-- Opening Marker --

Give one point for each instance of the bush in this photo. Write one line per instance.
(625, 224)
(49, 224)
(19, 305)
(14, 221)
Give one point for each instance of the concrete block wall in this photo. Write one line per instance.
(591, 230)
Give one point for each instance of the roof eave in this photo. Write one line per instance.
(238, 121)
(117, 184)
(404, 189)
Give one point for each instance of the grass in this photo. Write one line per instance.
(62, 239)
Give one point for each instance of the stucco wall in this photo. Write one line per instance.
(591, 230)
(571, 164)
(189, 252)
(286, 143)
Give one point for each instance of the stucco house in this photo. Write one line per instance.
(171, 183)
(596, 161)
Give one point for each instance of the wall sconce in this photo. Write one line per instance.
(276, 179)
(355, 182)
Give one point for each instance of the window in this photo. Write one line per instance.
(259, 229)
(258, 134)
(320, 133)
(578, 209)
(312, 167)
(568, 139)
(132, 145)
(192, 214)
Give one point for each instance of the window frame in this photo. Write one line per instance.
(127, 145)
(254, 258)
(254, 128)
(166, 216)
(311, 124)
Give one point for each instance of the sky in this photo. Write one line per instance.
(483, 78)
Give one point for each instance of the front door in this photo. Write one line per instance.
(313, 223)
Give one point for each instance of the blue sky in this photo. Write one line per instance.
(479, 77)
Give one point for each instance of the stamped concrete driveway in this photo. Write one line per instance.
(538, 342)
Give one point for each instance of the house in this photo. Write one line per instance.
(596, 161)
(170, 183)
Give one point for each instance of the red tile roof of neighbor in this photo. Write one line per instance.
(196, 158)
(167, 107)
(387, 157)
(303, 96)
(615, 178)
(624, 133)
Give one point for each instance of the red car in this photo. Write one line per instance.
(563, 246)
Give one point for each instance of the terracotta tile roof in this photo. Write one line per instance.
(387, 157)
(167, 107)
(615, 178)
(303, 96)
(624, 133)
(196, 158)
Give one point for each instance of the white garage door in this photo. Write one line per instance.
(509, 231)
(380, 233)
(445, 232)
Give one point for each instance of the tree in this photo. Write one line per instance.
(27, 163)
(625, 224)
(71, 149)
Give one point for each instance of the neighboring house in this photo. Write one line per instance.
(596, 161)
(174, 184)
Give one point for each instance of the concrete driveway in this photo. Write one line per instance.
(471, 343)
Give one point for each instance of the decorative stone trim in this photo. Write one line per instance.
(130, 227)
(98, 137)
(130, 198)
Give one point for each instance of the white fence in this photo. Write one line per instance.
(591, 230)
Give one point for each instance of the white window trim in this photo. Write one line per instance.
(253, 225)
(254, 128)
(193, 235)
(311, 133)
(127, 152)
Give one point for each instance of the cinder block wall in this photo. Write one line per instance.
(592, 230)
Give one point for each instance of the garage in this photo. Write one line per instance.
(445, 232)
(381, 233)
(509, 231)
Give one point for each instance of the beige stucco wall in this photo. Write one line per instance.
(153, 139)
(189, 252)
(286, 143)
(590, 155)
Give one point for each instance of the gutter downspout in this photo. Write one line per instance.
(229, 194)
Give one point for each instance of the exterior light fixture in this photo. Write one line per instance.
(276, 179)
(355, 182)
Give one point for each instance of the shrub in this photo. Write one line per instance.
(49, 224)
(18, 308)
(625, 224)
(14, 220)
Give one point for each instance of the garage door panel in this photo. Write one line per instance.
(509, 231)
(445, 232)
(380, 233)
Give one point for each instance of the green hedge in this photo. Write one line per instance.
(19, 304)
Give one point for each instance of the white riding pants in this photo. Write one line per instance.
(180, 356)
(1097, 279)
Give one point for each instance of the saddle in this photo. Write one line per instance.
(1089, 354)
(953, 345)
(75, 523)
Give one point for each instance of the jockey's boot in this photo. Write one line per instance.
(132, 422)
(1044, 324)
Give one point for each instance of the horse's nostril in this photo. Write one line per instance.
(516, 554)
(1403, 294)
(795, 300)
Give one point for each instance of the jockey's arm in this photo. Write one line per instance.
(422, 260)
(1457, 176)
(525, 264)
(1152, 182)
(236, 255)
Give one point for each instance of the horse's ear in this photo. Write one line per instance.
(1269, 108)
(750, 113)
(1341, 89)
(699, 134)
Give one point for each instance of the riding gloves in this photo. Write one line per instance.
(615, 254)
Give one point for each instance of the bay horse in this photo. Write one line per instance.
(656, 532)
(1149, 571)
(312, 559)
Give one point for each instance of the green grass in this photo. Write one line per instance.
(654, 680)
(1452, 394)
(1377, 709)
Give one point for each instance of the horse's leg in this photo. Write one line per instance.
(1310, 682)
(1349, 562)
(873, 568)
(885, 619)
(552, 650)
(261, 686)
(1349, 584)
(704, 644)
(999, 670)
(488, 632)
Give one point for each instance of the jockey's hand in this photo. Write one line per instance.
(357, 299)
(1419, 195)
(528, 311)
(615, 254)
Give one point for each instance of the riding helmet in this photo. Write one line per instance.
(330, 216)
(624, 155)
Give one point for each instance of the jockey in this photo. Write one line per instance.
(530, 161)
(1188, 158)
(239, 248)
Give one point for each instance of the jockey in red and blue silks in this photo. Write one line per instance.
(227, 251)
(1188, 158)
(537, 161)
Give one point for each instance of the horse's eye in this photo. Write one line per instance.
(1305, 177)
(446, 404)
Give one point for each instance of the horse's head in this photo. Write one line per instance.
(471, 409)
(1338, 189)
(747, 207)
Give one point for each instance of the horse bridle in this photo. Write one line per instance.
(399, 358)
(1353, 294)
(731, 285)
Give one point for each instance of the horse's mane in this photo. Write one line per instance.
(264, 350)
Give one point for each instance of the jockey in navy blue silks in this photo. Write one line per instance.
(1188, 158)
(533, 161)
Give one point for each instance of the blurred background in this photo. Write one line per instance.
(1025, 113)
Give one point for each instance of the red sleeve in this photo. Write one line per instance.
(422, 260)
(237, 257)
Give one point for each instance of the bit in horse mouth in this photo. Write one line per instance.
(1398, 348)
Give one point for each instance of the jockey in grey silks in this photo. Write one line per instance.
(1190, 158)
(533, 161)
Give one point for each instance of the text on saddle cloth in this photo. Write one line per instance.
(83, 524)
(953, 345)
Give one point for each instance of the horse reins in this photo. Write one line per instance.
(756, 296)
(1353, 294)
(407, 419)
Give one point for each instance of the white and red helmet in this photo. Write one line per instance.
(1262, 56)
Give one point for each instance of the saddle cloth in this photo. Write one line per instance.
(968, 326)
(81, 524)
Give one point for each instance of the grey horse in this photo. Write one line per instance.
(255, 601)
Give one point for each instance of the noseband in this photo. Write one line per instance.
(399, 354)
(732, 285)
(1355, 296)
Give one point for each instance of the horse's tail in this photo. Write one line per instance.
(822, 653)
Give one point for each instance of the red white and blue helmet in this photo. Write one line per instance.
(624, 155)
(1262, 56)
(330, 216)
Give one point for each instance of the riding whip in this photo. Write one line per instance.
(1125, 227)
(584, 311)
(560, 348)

-- Closing Marker --

The records are to be duplicated in full, with every word kept exactly.

SOLUTION FOR THIS EXERCISE:
Give one point for each instance of the bush in this photo. Write one line per instance.
(625, 224)
(49, 224)
(19, 305)
(14, 221)
Give one point for each instance of the concrete block wall in this photo. Write one line per instance.
(591, 230)
Give one point for each instance of the roof eave in this photo. Write one line per instance.
(238, 121)
(117, 184)
(404, 189)
Give one point for each instance of the grass in this photo. Write one line per instance.
(62, 239)
Give one point for each instance of the stucco wall in this photo. Write one line per instance.
(591, 230)
(571, 164)
(189, 252)
(286, 143)
Give one point for each instance of the stucco house in this photo. Write one line per instance.
(171, 183)
(596, 161)
Give one point for each instance of the wall sconce in this photo. Write one line per instance.
(276, 179)
(355, 182)
Give one point for each instance of the window in this photo. Write one line per instance.
(259, 229)
(258, 134)
(320, 133)
(578, 209)
(312, 167)
(568, 139)
(132, 145)
(192, 214)
Give one point for each instance of the window frame in this photo. Write one line per instance.
(127, 145)
(254, 258)
(254, 128)
(166, 216)
(311, 124)
Give one point for each instance of the sky in this photo. Write one line per instance.
(483, 78)
Give one point for each instance of the front door in this photo. Write one line per instance.
(313, 223)
Give one point for each instance of the blue sky in this photo. Write one line per instance.
(479, 77)
Give one point for each instance of the stamped concrete driveway in this photo. Write one line per instance.
(538, 342)
Give one point for each instance of the house in this photo. Write one line per instance.
(596, 161)
(170, 183)
Give one point for each instance of the red tile roof of neighbor in this photo. Write one line per instance.
(196, 158)
(167, 107)
(387, 157)
(303, 96)
(615, 178)
(624, 133)
Give one point for each instance of the red car in this photo. Write one line per instance.
(563, 246)
Give one point for each instance of the terracotta tile roof in this photo. Write one line per instance.
(387, 157)
(167, 107)
(615, 178)
(303, 96)
(624, 133)
(196, 158)
Give one point for each instance of the white garage door in this photo. Write one line per instance.
(509, 231)
(380, 233)
(445, 232)
Give one point for each instance of the tree in this photo. Write one line per instance.
(27, 163)
(625, 224)
(71, 149)
Give one point for each instance of the neighboring house in this photo. Write one line per instance.
(596, 161)
(174, 184)
Give one point for each instance of the concrete driveway in this photo. Write one line per instance.
(471, 343)
Give one point for each instance of the decorative stone trim in this photo. Write one line per instance.
(130, 227)
(98, 137)
(130, 198)
Give one point for each instance of the white fence in this photo. Write one line per instance.
(591, 230)
Give one point for each instance of the white window trim in this photo. Write one line per instance.
(253, 225)
(254, 128)
(193, 235)
(311, 133)
(127, 152)
Give one point for each instance of the cinder block wall in this photo. Write one line per instance.
(592, 230)
Give one point for each instance of the garage in this photo. Write one line per instance.
(445, 232)
(381, 233)
(509, 231)
Give one point for each instance of the beige stucco wall in this photo. Write one line per instance.
(153, 139)
(189, 252)
(286, 143)
(590, 155)
Give one point for each instance of the gutter downspout in this photo. Write one line per instance.
(229, 194)
Give one point for each instance of the exterior light fixture in this photo. Write one line per instance.
(276, 179)
(355, 182)
Give one point for each instance of the shrub in this photo. Write one line per instance.
(49, 224)
(18, 308)
(625, 224)
(14, 220)
Give one point for each instance of the garage door panel in this photo. Write one line per instance.
(509, 231)
(445, 232)
(380, 233)
Give one point for each instance of the green hedge in this photo. Write one line per instance.
(19, 304)
Give one point for each instance of the white riding pants in this photo. Write one line per instance.
(180, 356)
(1097, 279)
Give one point for each instance of the saddle in this photo. Write one line per instance.
(1089, 354)
(953, 345)
(75, 523)
Give one point for each instance of the jockey's boot in this photo. Write one line per instance.
(132, 422)
(1044, 324)
Give one point for each instance of the horse's nostril in this photo. Write one line per instance.
(516, 554)
(1403, 294)
(795, 300)
Give one point for each instance of the jockey's arm in this photo. Write one line per instance.
(422, 260)
(1457, 176)
(525, 264)
(1152, 182)
(236, 255)
Give one point for each instance of the horse's ear in this photo. Write one line per instance.
(1269, 108)
(750, 113)
(1341, 89)
(699, 134)
Give one point for each instance of the riding gloves in this photo. Write one line per instance.
(615, 254)
Give one point for each instance of the bay horse in this photo. Write one line per instance.
(656, 532)
(1149, 571)
(312, 559)
Give one point for each instance of the green grass in this photo. Write one line per instance.
(654, 680)
(1452, 394)
(1377, 709)
Give one point for each instance of the horse's leg in this photo. Write one line per instance.
(1310, 682)
(1349, 562)
(873, 568)
(885, 619)
(552, 650)
(261, 686)
(1349, 584)
(704, 644)
(999, 670)
(488, 632)
Give one point for each instance of the jockey's hand in this photo. Write one line per instance.
(357, 299)
(1419, 195)
(528, 311)
(615, 254)
Give one point for each instance of the riding helmet in this photo. Write one line per instance.
(330, 216)
(624, 155)
Give one point for each instance of the jockey in this photo. Write one line per instance.
(530, 161)
(1188, 158)
(239, 248)
Give one point for each instance of the jockey in red and blue silks in this photo. Write one line per instance.
(227, 251)
(1188, 158)
(537, 161)
Give one point for each instance of the horse's eye in this photo. Write one line per instance.
(1305, 177)
(446, 404)
Give one point for each instance of the horse's head in this photo. Write one line per instance.
(471, 409)
(1338, 189)
(747, 207)
Give one point for each instance of the horse bridle in this photo. Write one line per instance.
(399, 358)
(1353, 294)
(731, 285)
Give one point for each instance of the horse's mane in this photo. Write one line per instance.
(264, 350)
Give one point for each instance of the jockey in navy blue silks in this photo. Write one line per instance.
(1188, 158)
(533, 161)
Give one point for each instance of the blurred background in this photo. Write one line per instance.
(1025, 113)
Give one point for each instance of the red sleeve in this photo. Write one line per instance.
(422, 260)
(237, 257)
Give one point for each instance of the bit in horse mouth in this photo. Write one line per instance.
(1398, 348)
Give one point for each instance of the jockey in grey silks in this photo. Write one line per instance.
(1190, 158)
(533, 161)
Give one point for each instance of the text on saddle cloth in this photo. Write one line per instance.
(83, 524)
(953, 345)
Give one point for each instance of the horse reins in this photo. Write one line per instance.
(756, 296)
(1353, 294)
(407, 419)
Give one point for each instance of the white and red helmet in this photo. Write one line per instance.
(1262, 56)
Give one point for each instance of the saddle cloth in this photo. Write one line per instance.
(968, 326)
(81, 524)
Give one point for each instance of the grey horse in this photo. Write one line per instance.
(255, 601)
Give one point for each instance of the noseband in this photo. Write one line per instance.
(399, 354)
(732, 285)
(1355, 296)
Give one point for each instance of the horse's tail in this photo. Write one line per instance.
(822, 653)
Give one point for each instance of the red white and blue helmet in this photo. Write one line per instance.
(624, 155)
(1262, 56)
(330, 216)
Give one point for each instance of the riding whip in this photo. Write one line per instance.
(1125, 227)
(584, 311)
(560, 348)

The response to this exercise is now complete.